Tugas Dikerjakan:
[1] Sebutkan semua nama orang yang muncul dalam artikel tentang hak ulayat di Keerom.
[2] Tuliskan kembali tanpa perubahan bagian artikel tentang hak ulayat di Keerom, mulai dari "Mikael Fatagur, duduk" sampai dengan "Mikael menyambut kami.".

Teks Bacaan:
Mongabay.co.id

Kala Masyarakat Tuntut Hak Ulayat dari Perusahaan Sawit Negara di Keerom (Bagian 1)

Masyarakat adat melakukan aksi pemalangan pada 2017. Foto: Harun Rumbarar/ Mongabay Indonesia

 

Mikael Fatagur, duduk nonton televisi saat kami tiba di rumahnya, Rabu, awal Februari lalu. Di Kampung Workwana, Distrik Arso, Keerom, Papua, itu, udara cukup menyengat kulit meski sudah sore hari.

Kabupaten ini berbatasan langsung dengan Papuan New Guinea (PNG). Kampung tampak sepi, hanya terlihat beberapa warga duduk di para-para depan rumah. Mikael menyambut kami.

Kami ingin tahu cerita pemilik ulayat di sekitar PT Perkebunan Negara II Arso. Mikael, salah satu pemilik ulayat dengan lahan masuk konsesi PTPN II. Dia pun memanggil anaknya, Zakarias Fatagur. Di teras rumah, mereka bercerita bergantian tentang tanah mereka yang dikuasai PTPN.

“Revitalisasi baru bisa dijalankan kalau persoalan dengan masyarakat adat sudah selesai. Di situ kita lihat kontrak bagaimana, antara masyarakat, pemerintah dan perusahaan,” kata Zakarias.

Zakarias belum lahir saat PTPN II masuk Arso. PTPN II berkantor pusat di Tanjung Morawa, Medan, Sumatera Utara ini masuk Arso berdasarkan surat Menteri Pertanian No.851/Mentan/X/1980 berisi penugasan untuk PTPN II membangun kebun di Arso, Jayapura.

Data Hasil Ekstraksi:

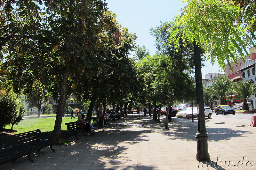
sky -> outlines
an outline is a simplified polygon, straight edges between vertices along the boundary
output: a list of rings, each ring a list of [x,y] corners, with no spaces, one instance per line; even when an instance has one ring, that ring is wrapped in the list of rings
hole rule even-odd
[[[153,55],[156,49],[154,38],[149,30],[155,28],[161,22],[173,20],[174,16],[187,3],[179,0],[106,0],[108,7],[117,15],[116,19],[122,26],[127,28],[130,33],[136,33],[137,45],[145,46]],[[132,53],[133,55],[134,52]],[[212,66],[210,61],[202,69],[202,77],[210,73],[219,72],[216,64]]]

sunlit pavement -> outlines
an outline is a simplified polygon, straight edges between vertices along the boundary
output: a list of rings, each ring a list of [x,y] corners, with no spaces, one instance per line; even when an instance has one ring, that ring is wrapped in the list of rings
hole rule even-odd
[[[34,164],[25,156],[0,169],[256,169],[256,127],[250,126],[250,120],[214,115],[206,119],[207,166],[196,159],[197,119],[173,117],[170,130],[164,130],[164,116],[157,123],[143,115],[129,115],[94,135],[79,134],[69,146],[53,146],[56,153],[45,148],[31,156]]]

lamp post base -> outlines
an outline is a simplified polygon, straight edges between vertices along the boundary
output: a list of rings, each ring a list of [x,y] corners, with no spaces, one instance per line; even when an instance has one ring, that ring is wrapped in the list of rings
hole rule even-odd
[[[196,139],[197,140],[196,160],[198,161],[204,161],[210,160],[210,155],[208,152],[207,141],[209,137],[208,135],[206,136],[196,134]]]

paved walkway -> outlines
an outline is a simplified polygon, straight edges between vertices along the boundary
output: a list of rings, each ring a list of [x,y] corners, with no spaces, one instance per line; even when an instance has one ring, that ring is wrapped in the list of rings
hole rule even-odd
[[[206,119],[212,161],[209,163],[212,163],[206,167],[196,159],[196,119],[192,122],[173,118],[170,130],[167,130],[162,129],[164,116],[161,123],[157,123],[141,115],[140,118],[134,114],[125,120],[118,120],[109,125],[106,132],[91,136],[80,134],[80,140],[71,145],[53,147],[56,153],[44,148],[31,155],[35,164],[25,157],[0,165],[0,169],[194,170],[199,166],[206,169],[256,169],[256,128],[249,126],[250,120],[214,115]]]

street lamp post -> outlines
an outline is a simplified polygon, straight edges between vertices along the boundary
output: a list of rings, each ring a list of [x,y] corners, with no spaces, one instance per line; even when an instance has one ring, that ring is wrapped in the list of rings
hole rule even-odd
[[[197,115],[198,131],[196,134],[196,139],[197,140],[196,160],[198,161],[209,160],[207,141],[209,139],[205,128],[205,115],[204,108],[204,96],[203,92],[201,61],[200,49],[195,41],[193,42],[195,57],[196,74],[196,100],[199,114]]]

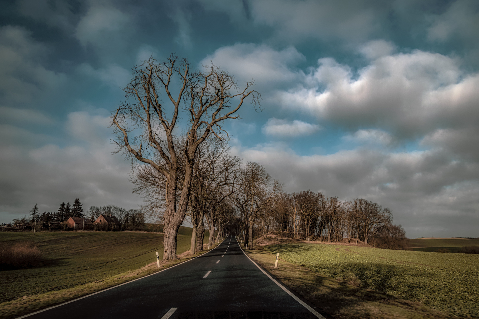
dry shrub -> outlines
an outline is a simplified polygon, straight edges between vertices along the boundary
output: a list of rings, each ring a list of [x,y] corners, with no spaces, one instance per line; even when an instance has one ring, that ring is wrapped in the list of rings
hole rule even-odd
[[[461,253],[479,253],[479,246],[465,246],[458,252]]]
[[[33,242],[0,243],[0,270],[38,266],[41,261],[42,253]]]
[[[348,283],[348,285],[356,287],[359,287],[361,286],[361,280],[353,273],[348,273],[345,277],[345,281]]]

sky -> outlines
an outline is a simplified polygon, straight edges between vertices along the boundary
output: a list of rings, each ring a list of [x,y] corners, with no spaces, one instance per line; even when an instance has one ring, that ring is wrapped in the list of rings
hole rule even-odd
[[[131,69],[212,63],[249,104],[232,154],[288,192],[392,211],[409,238],[479,236],[479,1],[3,0],[0,223],[79,198],[138,208],[110,112]]]

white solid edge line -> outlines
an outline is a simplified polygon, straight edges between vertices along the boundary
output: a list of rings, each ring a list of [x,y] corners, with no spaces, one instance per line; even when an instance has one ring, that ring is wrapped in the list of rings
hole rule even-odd
[[[224,240],[223,240],[223,241],[224,241]],[[221,242],[221,243],[222,243],[223,242]],[[204,255],[205,254],[208,253],[210,252],[211,252],[211,251],[212,251],[213,250],[214,250],[215,249],[216,249],[217,247],[218,246],[219,246],[220,244],[218,244],[217,246],[216,247],[215,247],[213,249],[211,249],[211,250],[209,250],[207,252],[206,252],[206,253],[203,253],[201,254],[201,255],[198,255],[198,256],[196,256],[196,257],[195,257],[194,258],[192,258],[191,259],[188,259],[188,260],[185,261],[183,262],[182,263],[180,263],[179,264],[175,264],[175,265],[174,265],[173,266],[171,266],[171,267],[169,267],[167,268],[165,268],[164,269],[163,269],[162,270],[160,270],[160,271],[157,271],[156,273],[153,273],[153,274],[150,274],[149,275],[147,275],[144,276],[143,277],[140,277],[139,278],[137,278],[137,279],[133,279],[133,280],[131,280],[130,281],[127,281],[125,283],[123,283],[123,284],[120,284],[119,285],[117,285],[115,286],[113,286],[113,287],[110,287],[110,288],[107,288],[106,289],[104,289],[103,290],[100,290],[99,291],[97,291],[96,292],[94,292],[93,293],[90,294],[90,295],[87,295],[86,296],[84,296],[83,297],[80,297],[80,298],[77,298],[76,299],[74,299],[73,300],[70,300],[69,301],[66,301],[66,302],[64,302],[63,303],[60,304],[59,305],[56,305],[55,306],[52,306],[51,307],[48,307],[48,308],[46,308],[45,309],[42,309],[42,310],[38,310],[37,311],[35,311],[34,312],[32,312],[32,313],[29,313],[29,314],[26,314],[26,315],[23,315],[22,317],[17,317],[17,318],[15,318],[14,319],[22,319],[22,318],[26,318],[27,317],[30,317],[30,316],[33,316],[33,315],[36,315],[37,313],[40,313],[40,312],[43,312],[44,311],[46,311],[46,310],[50,310],[51,309],[53,309],[54,308],[56,308],[57,307],[59,307],[60,306],[63,306],[64,305],[67,305],[68,304],[70,303],[70,302],[73,302],[74,301],[76,301],[77,300],[79,300],[80,299],[83,299],[84,298],[86,298],[87,297],[89,297],[91,296],[93,296],[93,295],[96,295],[97,294],[99,294],[101,292],[103,292],[103,291],[106,291],[107,290],[109,290],[111,289],[113,289],[114,288],[116,288],[117,287],[119,287],[120,286],[122,286],[124,285],[126,285],[126,284],[129,284],[130,283],[132,283],[134,281],[136,281],[137,280],[139,280],[140,279],[142,279],[144,278],[146,278],[147,277],[149,277],[150,276],[152,276],[154,275],[156,275],[157,274],[159,274],[160,273],[161,273],[162,271],[165,271],[165,270],[168,270],[168,269],[171,269],[172,268],[173,268],[174,267],[176,267],[177,266],[179,266],[179,265],[180,265],[181,264],[183,264],[185,263],[187,263],[187,262],[188,262],[189,261],[190,261],[191,260],[193,260],[193,259],[196,259],[196,258],[197,258],[198,257],[199,257],[200,256],[203,256],[203,255]]]
[[[170,316],[173,314],[173,313],[176,311],[178,308],[171,308],[168,311],[168,312],[165,314],[165,315],[161,317],[161,319],[168,319]]]
[[[236,241],[238,242],[238,240],[237,239],[236,240]],[[288,295],[289,295],[289,296],[290,296],[292,297],[293,297],[293,298],[294,298],[294,299],[295,300],[296,300],[298,303],[299,303],[300,304],[301,304],[301,305],[302,306],[303,306],[305,308],[306,308],[306,309],[307,309],[308,310],[309,310],[313,315],[314,315],[315,316],[316,316],[316,317],[317,317],[318,318],[319,318],[319,319],[326,319],[324,317],[323,317],[321,315],[321,314],[320,314],[319,312],[318,312],[318,311],[317,311],[316,310],[314,310],[314,309],[313,309],[312,308],[311,308],[310,307],[309,307],[309,306],[308,306],[308,305],[307,305],[306,303],[304,301],[303,301],[303,300],[302,300],[300,299],[299,299],[299,298],[298,298],[296,296],[295,296],[294,294],[293,294],[293,293],[292,293],[291,291],[290,291],[288,289],[286,289],[286,288],[284,286],[283,286],[282,285],[281,285],[281,284],[280,284],[279,282],[278,282],[278,281],[276,279],[275,279],[274,278],[273,278],[273,277],[272,277],[271,276],[270,276],[269,275],[269,274],[268,274],[268,273],[267,273],[265,271],[264,271],[262,268],[261,268],[261,267],[260,267],[257,264],[256,264],[254,261],[253,261],[253,260],[251,259],[251,258],[250,258],[249,256],[248,256],[247,254],[246,254],[246,253],[245,253],[244,251],[243,250],[243,248],[241,248],[241,245],[240,245],[240,243],[239,242],[238,242],[238,245],[240,246],[240,248],[241,249],[241,251],[243,252],[243,253],[244,253],[245,254],[245,255],[246,257],[247,257],[251,261],[251,263],[252,263],[253,264],[254,264],[255,266],[256,266],[256,267],[257,267],[260,270],[261,270],[263,274],[264,274],[264,275],[265,275],[267,276],[268,276],[268,278],[269,278],[270,279],[271,279],[272,280],[273,280],[273,282],[274,282],[275,284],[276,284],[276,285],[277,285],[278,286],[280,286],[280,287],[281,289],[282,289],[283,290],[284,290],[285,291],[286,293]]]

Jawaban:
[1] Mikael Fatagur, Zakarias Fatagur, Harun Rumbarar

[2]
Mikael Fatagur, duduk nonton televisi saat kami tiba di rumahnya, Rabu, awal Februari lalu. Di Kampung Workwana, Distrik Arso, Keerom, Papua, itu, udara cukup menyengat kulit meski sudah sore hari.

Kabupaten ini berbatasan langsung dengan Papuan New Guinea (PNG). Kampung tampak sepi, hanya terlihat beberapa warga duduk di para-para depan rumah. Mikael menyambut kami.